[[ Source text, beginning ]]

Letter to the Incoming Tax Committee Chairmen:
Enact Policies to Build Stronger Nonprofits and Stronger Communities
Today, the National Council of Nonprofits sent a letter to the incoming chairs of the congressional tax-writing committees identifying a slate of policy recommendations designed “to promote stronger nonprofits and stronger communities.” When the 116th Congress convenes in January, Representative Richard Neal (D-MA) is expected to be the new Chair of the House Ways and Means Committee; Senator Chuck Grassley (R-IA) has decided to once again be Chair of the Senate Finance Committee. The letter congratulates the presumptive chairs for “assuming the lead in revising tax policies that work fairly for all Americans” and for pledging to pursue bipartisan solutions. Among the recommendations listed in the letter are preserving the longstanding Johnson Amendment, repealing new taxes on tax-exempt entities, expanding charitable giving incentives, and improving oversight of the IRS. We invite readers to read the letter and share examples of how the recommendations, if pursued, would positively affect your missions and to identify additional policy priorities that your organization is promoting. Send us your feedback.

[[ Source text, end ]]

■ **Exercise tasks**
A. In the text about the nonprofit letter to the tax committee chairs, who is expected to become the new Chair of the House Ways and Means Committee?
B. Carry on the text about the nonprofit letter to the incoming tax committee chairs, starting after its last sentence.

[[ Data block, beginning ]]

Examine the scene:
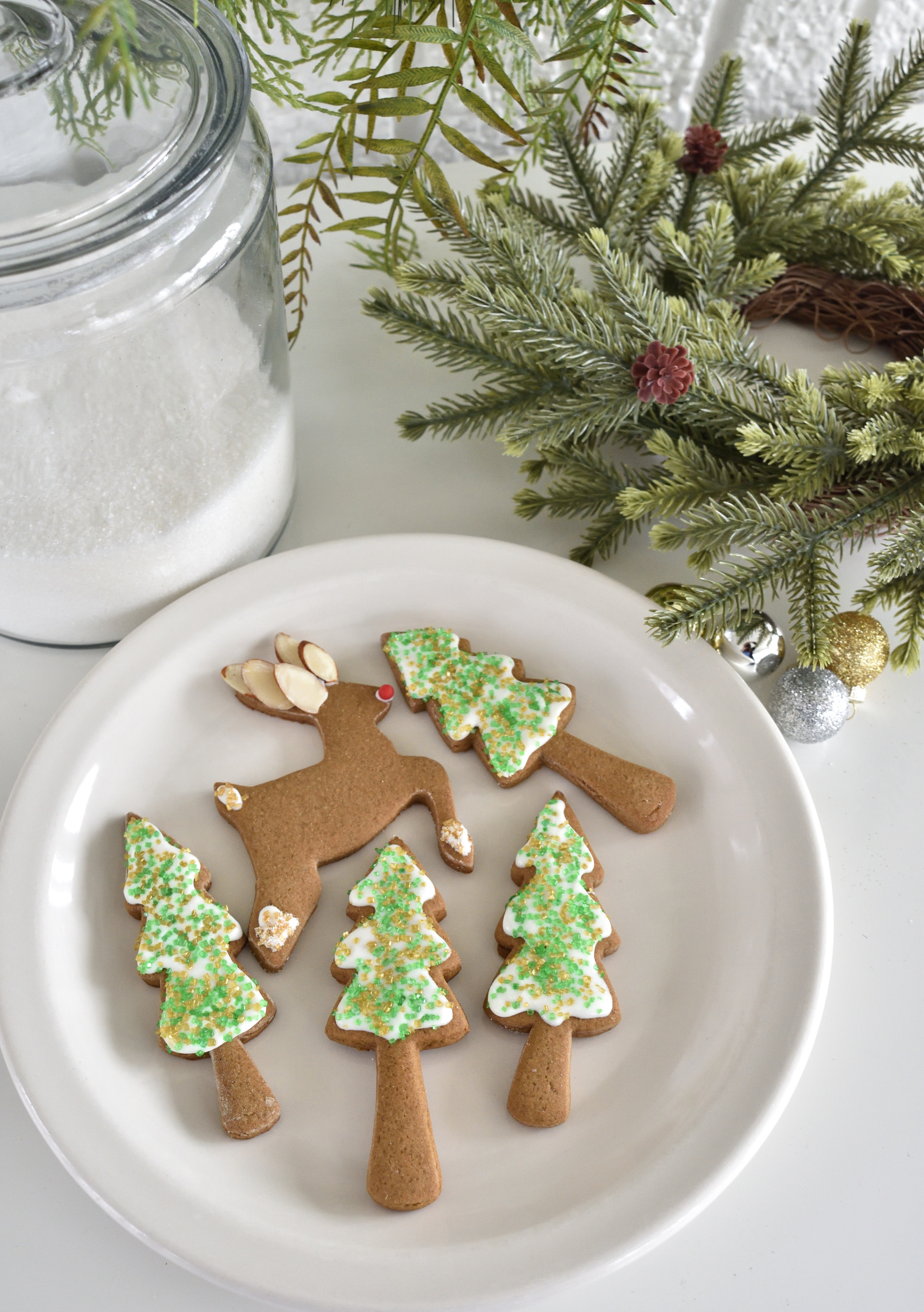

[[ Data block, end ]]

■ **Responses**
A. Representative Richard Neal (D-MA).

B.
Lame Duck Session
What’s Going to Happen? Nobody Knows
The lame duck session of Congress commences in earnest this week. Lawmakers face a long list of must-pass bills, but have only 10 legislative days to resolve their disagreements on several spending bills or face a partial government shutdown. While five of the necessary 12 spending bills are already law, Representatives and Senators must hash out differences in seven appropriations bills by December 7. Those differences include numerous controversial amendments, known as “riders,” that were attached to the spending bills, such as the anti-Johnson Amendment language. Major topics yet to be resolved include whether to: give the President the funding he wants for a southern border wall; provide additional support to areas of the country devastated by hurricanes and wildfires; make major (or even just minor) changes to the new tax law; and approve important time-sensitive legislation like the Farm Bill that funds nutrition and other programs. As is often the case, Congress put off the tough decisions until the last weeks of the year, and policymakers appear to be no closer to answers than they were six months ago. Their options are few: a) make the hard policy choices and pass legislation that deals with those issues; b) pass a short-term spending bill, known as a continuing resolution, that would maintain current funding levels for a certain amount of time into 2019, but allow no new money for the 2020 census and disaster relief; or c) suffer a partial government shutdown to force decisions in favor of the other two options.
- Natural Disaster Tax Relief: Individuals and businesses providing relief to victims of Hurricane Florence, the wildfires in California, and other recent natural disasters would receive some tax relief under a new bill (S.3648) introduced by Senator Burr (R-NC). One provision would suspend limits on charitable contributions to disaster relief efforts for taxpayers who itemize deductions on their federal taxes, meaning that individuals could donate and deduct up to their full adjusted gross income for the 2018 tax year. Another provision in the bill would grant tax credits to help for-profit businesses retain their employees, a measure that, as currently written, would not apply to nonprofit employers.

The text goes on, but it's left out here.